Rewrite the rows below, changing each "Spot" to "Locate" and keeping everything else the same.

start DATASET EXCERPTS

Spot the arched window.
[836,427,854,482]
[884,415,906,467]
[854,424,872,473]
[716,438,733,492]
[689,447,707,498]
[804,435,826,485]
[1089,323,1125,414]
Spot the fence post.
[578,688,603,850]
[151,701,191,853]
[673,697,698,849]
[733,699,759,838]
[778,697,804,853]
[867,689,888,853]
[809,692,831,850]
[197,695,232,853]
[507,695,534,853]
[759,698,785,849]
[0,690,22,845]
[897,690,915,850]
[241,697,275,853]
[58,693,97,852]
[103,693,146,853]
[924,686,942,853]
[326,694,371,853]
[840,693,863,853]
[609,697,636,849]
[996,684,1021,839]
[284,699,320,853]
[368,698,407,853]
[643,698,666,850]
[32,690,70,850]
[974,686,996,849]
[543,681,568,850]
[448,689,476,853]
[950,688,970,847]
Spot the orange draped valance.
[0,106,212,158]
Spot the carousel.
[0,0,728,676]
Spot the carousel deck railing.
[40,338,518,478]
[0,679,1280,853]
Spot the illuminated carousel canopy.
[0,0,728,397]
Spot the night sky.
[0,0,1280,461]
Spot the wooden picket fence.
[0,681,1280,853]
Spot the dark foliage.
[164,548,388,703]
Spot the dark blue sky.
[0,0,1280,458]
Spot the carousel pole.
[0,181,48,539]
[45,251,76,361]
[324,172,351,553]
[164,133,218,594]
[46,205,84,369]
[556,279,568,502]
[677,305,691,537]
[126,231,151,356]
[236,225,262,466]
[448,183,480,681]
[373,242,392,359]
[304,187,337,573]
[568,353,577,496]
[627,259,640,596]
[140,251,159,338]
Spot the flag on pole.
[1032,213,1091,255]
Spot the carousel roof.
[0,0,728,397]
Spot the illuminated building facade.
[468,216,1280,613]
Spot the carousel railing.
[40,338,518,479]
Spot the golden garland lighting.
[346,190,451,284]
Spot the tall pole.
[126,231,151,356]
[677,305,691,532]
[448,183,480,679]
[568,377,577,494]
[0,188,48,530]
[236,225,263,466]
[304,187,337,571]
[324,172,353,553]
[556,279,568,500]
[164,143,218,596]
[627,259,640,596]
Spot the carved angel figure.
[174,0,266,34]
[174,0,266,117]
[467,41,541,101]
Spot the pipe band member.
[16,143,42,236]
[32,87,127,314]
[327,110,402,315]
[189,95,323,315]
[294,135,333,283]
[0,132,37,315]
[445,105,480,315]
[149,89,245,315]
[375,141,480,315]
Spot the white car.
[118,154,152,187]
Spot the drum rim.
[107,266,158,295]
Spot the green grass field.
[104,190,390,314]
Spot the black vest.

end DATASET EXCERPTS

_ANSWER:_
Locate the arched window.
[836,427,854,482]
[884,415,906,467]
[854,424,872,473]
[716,438,733,492]
[689,447,707,498]
[804,435,826,485]
[1089,323,1125,414]
Locate the fence post.
[578,688,603,850]
[151,701,191,853]
[673,697,698,849]
[733,699,759,838]
[778,697,804,853]
[867,689,888,853]
[809,692,831,850]
[197,695,232,853]
[507,695,534,853]
[759,698,785,849]
[0,690,22,845]
[897,690,915,850]
[241,697,275,853]
[58,693,97,852]
[103,693,146,853]
[924,686,942,853]
[326,694,371,853]
[840,693,863,853]
[609,697,636,849]
[996,684,1021,839]
[284,699,320,853]
[368,698,407,853]
[643,698,666,850]
[32,690,70,850]
[974,686,996,849]
[543,681,568,850]
[448,689,476,853]
[950,688,970,847]
Locate the orange draped valance.
[0,106,212,158]
Locate the carousel.
[0,0,728,676]
Locate the carousel deck railing.
[40,338,518,478]
[0,679,1280,853]
Locate the illuminated carousel canopy.
[0,0,728,397]
Locate the night sky.
[0,0,1280,461]
Locate the wooden picket fence.
[0,681,1280,853]
Locate the dark foliage.
[164,548,388,703]
Locate the dark blue sky.
[0,0,1280,458]
Locate the carousel pole.
[0,181,48,539]
[45,251,76,361]
[324,172,351,553]
[164,133,218,594]
[46,205,84,369]
[556,279,568,502]
[677,305,691,537]
[126,231,151,356]
[236,225,262,466]
[448,183,480,681]
[373,242,392,359]
[304,187,337,573]
[568,353,577,496]
[627,259,640,596]
[140,251,159,338]
Locate the flag on pole.
[1032,213,1091,255]
Locate the carousel roof.
[0,0,728,397]
Locate the illuminated building facade.
[468,216,1280,613]
Locate the carousel railing.
[40,338,518,479]
Locate the golden garland lighting.
[346,190,451,284]
Locate the tall pole.
[126,231,151,356]
[677,305,691,532]
[448,183,480,679]
[568,377,577,494]
[0,188,48,530]
[236,225,263,466]
[304,187,337,571]
[324,172,353,553]
[556,279,568,500]
[164,143,218,596]
[627,259,640,596]
Locate the carved angel figure.
[174,0,266,34]
[174,0,266,117]
[467,41,541,101]
Locate the pipe band member.
[16,143,42,236]
[32,87,127,314]
[327,110,402,315]
[189,95,323,315]
[294,135,333,283]
[0,132,37,315]
[445,105,480,315]
[149,89,245,315]
[375,141,480,315]
Locate the white car.
[118,154,152,187]
Locate the drum rim.
[107,266,158,295]
Locate the green grass field.
[104,190,390,314]
Locate the black vest.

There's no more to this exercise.